#### YOUR OBJECTIVE:
Set out each line from the following listing that includes the word "deer".

____

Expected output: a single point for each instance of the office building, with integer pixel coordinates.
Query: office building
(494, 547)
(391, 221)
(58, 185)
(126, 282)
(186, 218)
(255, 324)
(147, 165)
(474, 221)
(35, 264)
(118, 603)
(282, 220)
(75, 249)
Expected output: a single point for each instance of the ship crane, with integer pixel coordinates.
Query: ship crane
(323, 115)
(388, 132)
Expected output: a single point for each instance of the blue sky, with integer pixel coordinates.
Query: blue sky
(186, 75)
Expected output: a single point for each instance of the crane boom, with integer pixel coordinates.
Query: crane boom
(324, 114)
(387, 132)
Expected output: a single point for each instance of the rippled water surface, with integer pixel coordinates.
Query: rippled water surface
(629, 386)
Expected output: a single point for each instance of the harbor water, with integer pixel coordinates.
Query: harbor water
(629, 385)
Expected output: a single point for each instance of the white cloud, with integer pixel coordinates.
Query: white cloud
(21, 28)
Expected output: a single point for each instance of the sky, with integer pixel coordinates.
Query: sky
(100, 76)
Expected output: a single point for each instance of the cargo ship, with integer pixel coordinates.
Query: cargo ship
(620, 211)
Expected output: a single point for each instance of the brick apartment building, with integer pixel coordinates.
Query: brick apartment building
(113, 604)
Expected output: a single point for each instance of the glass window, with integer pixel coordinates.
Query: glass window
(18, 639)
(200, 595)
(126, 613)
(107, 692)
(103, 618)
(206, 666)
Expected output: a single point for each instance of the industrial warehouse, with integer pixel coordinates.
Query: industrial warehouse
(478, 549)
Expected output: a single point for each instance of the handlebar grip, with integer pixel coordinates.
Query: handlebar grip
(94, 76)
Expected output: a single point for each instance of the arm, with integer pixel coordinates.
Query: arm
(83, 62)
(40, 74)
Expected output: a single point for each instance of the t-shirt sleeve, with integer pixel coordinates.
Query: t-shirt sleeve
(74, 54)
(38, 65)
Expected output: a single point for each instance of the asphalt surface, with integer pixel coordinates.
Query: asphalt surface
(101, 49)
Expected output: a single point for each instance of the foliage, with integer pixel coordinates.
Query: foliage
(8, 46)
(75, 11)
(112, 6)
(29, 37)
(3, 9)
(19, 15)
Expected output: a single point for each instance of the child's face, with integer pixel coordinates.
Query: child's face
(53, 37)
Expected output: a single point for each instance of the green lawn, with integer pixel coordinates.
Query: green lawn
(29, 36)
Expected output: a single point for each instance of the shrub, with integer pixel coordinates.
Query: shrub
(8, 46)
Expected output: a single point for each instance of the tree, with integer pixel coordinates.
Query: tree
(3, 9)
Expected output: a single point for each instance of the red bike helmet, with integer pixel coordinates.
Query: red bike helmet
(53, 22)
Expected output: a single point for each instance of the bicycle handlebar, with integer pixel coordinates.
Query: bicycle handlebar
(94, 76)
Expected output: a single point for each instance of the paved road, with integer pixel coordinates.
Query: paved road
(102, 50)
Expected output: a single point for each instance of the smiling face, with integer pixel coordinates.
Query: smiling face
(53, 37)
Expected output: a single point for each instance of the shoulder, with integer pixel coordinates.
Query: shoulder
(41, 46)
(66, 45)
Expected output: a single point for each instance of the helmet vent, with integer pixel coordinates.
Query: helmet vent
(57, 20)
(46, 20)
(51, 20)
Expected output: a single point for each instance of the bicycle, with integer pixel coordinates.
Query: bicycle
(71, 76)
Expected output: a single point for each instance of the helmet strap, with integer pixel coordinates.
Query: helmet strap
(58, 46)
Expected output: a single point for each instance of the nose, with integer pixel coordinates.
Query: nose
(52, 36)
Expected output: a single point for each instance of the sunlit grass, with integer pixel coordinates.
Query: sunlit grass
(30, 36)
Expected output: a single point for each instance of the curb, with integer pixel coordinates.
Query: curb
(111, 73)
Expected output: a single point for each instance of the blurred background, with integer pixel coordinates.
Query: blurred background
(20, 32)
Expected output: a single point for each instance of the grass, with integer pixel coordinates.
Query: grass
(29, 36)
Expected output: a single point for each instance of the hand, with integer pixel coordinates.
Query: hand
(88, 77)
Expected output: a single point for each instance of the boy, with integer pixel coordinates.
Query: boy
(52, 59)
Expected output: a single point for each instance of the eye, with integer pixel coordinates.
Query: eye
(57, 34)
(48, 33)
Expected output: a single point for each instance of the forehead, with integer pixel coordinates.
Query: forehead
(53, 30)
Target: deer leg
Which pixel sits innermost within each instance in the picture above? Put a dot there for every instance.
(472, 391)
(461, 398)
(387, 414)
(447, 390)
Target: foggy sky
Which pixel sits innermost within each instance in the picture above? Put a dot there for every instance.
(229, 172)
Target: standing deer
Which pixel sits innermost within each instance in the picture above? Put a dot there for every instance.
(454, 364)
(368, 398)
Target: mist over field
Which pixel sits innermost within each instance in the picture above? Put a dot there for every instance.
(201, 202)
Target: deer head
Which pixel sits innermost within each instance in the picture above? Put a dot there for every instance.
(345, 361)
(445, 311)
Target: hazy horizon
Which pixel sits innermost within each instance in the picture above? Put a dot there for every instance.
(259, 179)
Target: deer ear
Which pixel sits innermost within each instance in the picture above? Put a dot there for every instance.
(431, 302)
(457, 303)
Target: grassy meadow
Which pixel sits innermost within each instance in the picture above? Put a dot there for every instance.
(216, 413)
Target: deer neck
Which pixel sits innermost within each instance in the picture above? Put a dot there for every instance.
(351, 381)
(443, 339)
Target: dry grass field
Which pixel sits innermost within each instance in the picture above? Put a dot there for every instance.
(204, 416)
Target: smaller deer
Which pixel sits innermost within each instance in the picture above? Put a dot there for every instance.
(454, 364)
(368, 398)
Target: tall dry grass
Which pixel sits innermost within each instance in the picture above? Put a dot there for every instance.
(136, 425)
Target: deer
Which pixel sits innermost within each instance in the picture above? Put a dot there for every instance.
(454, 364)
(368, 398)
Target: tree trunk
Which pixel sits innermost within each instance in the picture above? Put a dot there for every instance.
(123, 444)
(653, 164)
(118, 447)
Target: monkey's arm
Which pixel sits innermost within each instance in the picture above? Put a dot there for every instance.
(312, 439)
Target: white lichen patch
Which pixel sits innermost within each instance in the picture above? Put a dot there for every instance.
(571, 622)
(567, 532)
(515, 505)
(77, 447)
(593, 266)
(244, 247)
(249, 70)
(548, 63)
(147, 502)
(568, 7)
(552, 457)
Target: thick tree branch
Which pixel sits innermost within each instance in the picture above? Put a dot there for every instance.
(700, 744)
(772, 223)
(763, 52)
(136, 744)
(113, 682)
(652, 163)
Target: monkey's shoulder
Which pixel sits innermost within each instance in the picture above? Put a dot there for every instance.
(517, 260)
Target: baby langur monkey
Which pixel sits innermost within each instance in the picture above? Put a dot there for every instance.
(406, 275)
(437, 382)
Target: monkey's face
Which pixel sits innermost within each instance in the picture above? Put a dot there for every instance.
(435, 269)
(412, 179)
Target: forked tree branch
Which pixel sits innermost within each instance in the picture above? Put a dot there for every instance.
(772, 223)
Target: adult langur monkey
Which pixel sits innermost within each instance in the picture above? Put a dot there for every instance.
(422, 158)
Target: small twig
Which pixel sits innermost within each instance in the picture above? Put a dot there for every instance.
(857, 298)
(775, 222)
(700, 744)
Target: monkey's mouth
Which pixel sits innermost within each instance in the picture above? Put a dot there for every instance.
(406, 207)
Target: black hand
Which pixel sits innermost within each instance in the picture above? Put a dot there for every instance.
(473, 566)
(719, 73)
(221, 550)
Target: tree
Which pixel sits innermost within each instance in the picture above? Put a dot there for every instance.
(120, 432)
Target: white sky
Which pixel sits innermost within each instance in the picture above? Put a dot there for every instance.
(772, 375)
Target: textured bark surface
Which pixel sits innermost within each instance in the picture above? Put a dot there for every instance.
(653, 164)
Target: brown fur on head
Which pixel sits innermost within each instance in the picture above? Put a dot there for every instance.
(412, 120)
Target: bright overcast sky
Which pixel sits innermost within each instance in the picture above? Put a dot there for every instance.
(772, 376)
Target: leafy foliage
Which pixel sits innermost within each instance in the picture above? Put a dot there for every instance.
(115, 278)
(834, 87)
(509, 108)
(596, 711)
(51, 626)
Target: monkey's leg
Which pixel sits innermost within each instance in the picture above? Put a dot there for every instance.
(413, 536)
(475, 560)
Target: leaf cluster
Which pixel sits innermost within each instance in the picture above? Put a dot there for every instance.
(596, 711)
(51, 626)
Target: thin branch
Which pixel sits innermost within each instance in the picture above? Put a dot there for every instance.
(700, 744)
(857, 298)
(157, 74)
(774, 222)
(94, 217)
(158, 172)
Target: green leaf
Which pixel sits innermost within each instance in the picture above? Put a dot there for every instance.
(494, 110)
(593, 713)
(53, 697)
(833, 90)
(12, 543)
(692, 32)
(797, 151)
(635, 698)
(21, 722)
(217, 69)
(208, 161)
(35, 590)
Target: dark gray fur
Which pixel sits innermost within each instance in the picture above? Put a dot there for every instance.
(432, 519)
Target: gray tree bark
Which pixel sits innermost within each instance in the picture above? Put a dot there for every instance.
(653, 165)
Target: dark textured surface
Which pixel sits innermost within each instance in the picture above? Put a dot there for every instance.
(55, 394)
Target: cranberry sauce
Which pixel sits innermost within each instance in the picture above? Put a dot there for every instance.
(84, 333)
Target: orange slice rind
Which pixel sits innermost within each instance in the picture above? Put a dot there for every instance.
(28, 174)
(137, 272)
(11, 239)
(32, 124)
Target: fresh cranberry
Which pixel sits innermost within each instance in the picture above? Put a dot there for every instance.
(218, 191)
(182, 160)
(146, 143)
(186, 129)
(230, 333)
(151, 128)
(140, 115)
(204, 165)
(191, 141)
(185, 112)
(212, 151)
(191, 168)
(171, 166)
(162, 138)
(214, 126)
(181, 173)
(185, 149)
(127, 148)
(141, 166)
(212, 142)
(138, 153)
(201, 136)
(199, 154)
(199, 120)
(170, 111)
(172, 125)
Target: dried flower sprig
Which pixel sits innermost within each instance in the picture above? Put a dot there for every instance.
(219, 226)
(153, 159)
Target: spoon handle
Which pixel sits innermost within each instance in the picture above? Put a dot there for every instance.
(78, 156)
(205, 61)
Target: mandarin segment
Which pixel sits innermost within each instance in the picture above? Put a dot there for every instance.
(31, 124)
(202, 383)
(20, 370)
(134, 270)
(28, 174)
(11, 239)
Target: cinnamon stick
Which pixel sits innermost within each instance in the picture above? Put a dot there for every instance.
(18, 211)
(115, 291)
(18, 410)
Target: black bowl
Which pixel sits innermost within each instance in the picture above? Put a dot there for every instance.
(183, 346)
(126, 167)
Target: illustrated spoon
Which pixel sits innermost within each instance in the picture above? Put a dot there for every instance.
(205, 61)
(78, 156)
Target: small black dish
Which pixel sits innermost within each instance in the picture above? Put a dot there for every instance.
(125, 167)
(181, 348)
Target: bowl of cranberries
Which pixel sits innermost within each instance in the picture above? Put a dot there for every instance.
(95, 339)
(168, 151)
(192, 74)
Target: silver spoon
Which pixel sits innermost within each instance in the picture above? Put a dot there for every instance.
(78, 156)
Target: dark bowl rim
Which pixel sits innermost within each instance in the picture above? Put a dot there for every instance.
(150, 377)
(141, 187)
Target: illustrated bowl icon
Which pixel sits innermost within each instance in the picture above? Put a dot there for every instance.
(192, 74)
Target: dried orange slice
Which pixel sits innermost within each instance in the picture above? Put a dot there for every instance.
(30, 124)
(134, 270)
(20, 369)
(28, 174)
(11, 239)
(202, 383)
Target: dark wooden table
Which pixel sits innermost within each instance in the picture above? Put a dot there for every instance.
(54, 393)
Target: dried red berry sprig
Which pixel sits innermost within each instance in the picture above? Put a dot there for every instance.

____

#### ANSWER SPACE:
Target: deer leg
Target: standing deer
Target: deer head
Target: deer ear
Target: deer neck
Target: smaller deer
Target: deer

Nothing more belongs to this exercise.